(Stored items from a collection)
----

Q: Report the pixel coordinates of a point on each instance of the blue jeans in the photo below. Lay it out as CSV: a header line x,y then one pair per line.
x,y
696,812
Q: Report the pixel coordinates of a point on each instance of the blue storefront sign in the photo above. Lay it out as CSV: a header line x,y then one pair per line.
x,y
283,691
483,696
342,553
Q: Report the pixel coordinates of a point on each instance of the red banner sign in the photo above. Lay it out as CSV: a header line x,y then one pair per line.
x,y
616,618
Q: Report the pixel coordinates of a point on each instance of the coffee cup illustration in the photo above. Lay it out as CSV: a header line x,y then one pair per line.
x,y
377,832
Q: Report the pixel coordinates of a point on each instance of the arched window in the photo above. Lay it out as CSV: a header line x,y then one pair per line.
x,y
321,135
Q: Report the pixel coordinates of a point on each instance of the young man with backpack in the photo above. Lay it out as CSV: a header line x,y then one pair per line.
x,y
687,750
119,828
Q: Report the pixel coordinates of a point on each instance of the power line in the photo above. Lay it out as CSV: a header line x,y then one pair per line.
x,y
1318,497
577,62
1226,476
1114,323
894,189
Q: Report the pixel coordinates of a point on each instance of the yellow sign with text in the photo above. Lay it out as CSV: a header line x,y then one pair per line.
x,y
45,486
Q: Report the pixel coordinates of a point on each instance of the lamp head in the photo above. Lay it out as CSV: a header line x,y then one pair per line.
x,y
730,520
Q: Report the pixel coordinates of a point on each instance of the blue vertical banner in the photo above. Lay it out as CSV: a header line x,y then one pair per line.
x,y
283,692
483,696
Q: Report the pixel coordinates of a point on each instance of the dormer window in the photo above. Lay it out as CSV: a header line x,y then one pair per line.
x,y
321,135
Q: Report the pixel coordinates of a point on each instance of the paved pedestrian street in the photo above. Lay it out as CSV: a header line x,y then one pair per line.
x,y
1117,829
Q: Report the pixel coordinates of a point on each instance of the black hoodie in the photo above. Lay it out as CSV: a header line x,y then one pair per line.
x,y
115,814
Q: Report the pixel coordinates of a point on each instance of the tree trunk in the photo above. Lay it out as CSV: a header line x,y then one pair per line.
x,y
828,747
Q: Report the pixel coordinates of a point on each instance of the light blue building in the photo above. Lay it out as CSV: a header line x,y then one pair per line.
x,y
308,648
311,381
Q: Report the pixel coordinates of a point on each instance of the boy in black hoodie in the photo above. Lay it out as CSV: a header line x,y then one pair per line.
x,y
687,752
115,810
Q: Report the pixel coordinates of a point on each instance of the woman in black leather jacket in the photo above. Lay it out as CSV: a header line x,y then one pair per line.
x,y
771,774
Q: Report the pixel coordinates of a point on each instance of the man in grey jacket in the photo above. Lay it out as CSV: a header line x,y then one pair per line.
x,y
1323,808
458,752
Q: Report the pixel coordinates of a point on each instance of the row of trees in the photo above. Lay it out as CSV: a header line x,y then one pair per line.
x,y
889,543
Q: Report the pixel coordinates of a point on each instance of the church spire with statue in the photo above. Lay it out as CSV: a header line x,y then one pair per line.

----

* WRITTEN TASK: Edit the material above so that every "header line" becomes "first line", keeping everything else the same.

* RESULT FOR THIS TASK:
Q: Report the pixel coordinates of a point on each instance of the blue jeans in the photo below. Lay it out as CSV: a first line x,y then one pair per line.
x,y
696,812
Q: Report the pixel coordinates of a point on each instance of the blue storefront sign in the photo above. Lay it out as CSV: a first line x,y then one pair per line.
x,y
283,691
483,696
342,553
Q: Report the pixel coordinates of a point on each instance of the red banner sign in the photo above. Lay it out as CSV: a first line x,y then one pair per line.
x,y
616,618
Q: Report the pixel coordinates of a point on each instance of the coffee cup illustration in the photo above. Lay it out as CSV: a first line x,y then one pair per line.
x,y
377,832
Q: Report the pixel coordinates of a point on each instance of the arched window in the photo above. Lay it out as CSV: a first line x,y then one pair per line.
x,y
321,135
Q: Report the pixel coordinates of a point on each instance of the young man with backpack in the photo above. Lay it out as CSV: a first line x,y then one pair per line.
x,y
687,750
119,828
Q: Report the pixel coordinates of a point on each instance of the power line in the photo above. Lay it out as CSV: a first line x,y then one pair per line.
x,y
1318,497
577,62
1226,476
1114,323
894,189
Q: Report the pixel coordinates of a point on each instance of the yellow sign with text in the photo above. Lay it out as CSV: a first line x,y then one pair per line.
x,y
45,486
Q: Report the pixel coordinates of a point on each instance of the lamp head in the photo above. Lay it out as CSV: a first line x,y then one pair per line.
x,y
730,520
Q: Report the pixel coordinates of a point on each instance of the blue vertical banner in the photo above. Lay it out as CSV: a first line x,y then one pair per line.
x,y
283,692
483,696
Q: Report the pixel coordinates of a point on each instance of the dormer window in the photo above. Lay it out as CSV: a first line x,y then one pair per line.
x,y
321,135
Q: Report the pixel coordinates of a point on each instance of the paved pedestrian street in the photo above. Lay it out as CSV: a first line x,y then one pair per line.
x,y
1117,829
Q: Report the pixel coordinates of a point on each instance of the black hoodie in the photo above. Lay it out as CSV: a first line x,y then one pair per line.
x,y
115,814
Q: Report the pixel coordinates of a point on each instance of the tree trunk in the photo above. Lay it out as CSV: a first line x,y then one pair per line.
x,y
828,747
Q: Report the pixel coordinates of a point on each instance of the light blue building in the photo above. Lay it out as CSV: a first line x,y then one pair per line.
x,y
308,648
311,381
Q: Report the pixel coordinates of a point on each instance of the boy in black hoodie in the photo above. Lay it out as CSV: a first line x,y then one pair per line.
x,y
687,752
115,810
Q: Report the pixel coordinates of a point on each instance of the woman in black leather jacket in the photo above. Lay it out as CSV: a first line x,y then one pair per line.
x,y
771,774
Q: Report the pixel coordinates of a point on each instance of the man in grey jacket in the photo above. Lay it out as CSV: a first line x,y then one pair per line.
x,y
1323,808
458,752
Q: Report the pixel coordinates of a point on each instance of the row of trees in the photo above. Lay it out as CSV: a first line x,y then one pair per line.
x,y
889,543
Q: Report the pixel coordinates of a point on each instance of the church spire with statue in the photo above. Lay it out as CSV: a first line x,y then one pair per line.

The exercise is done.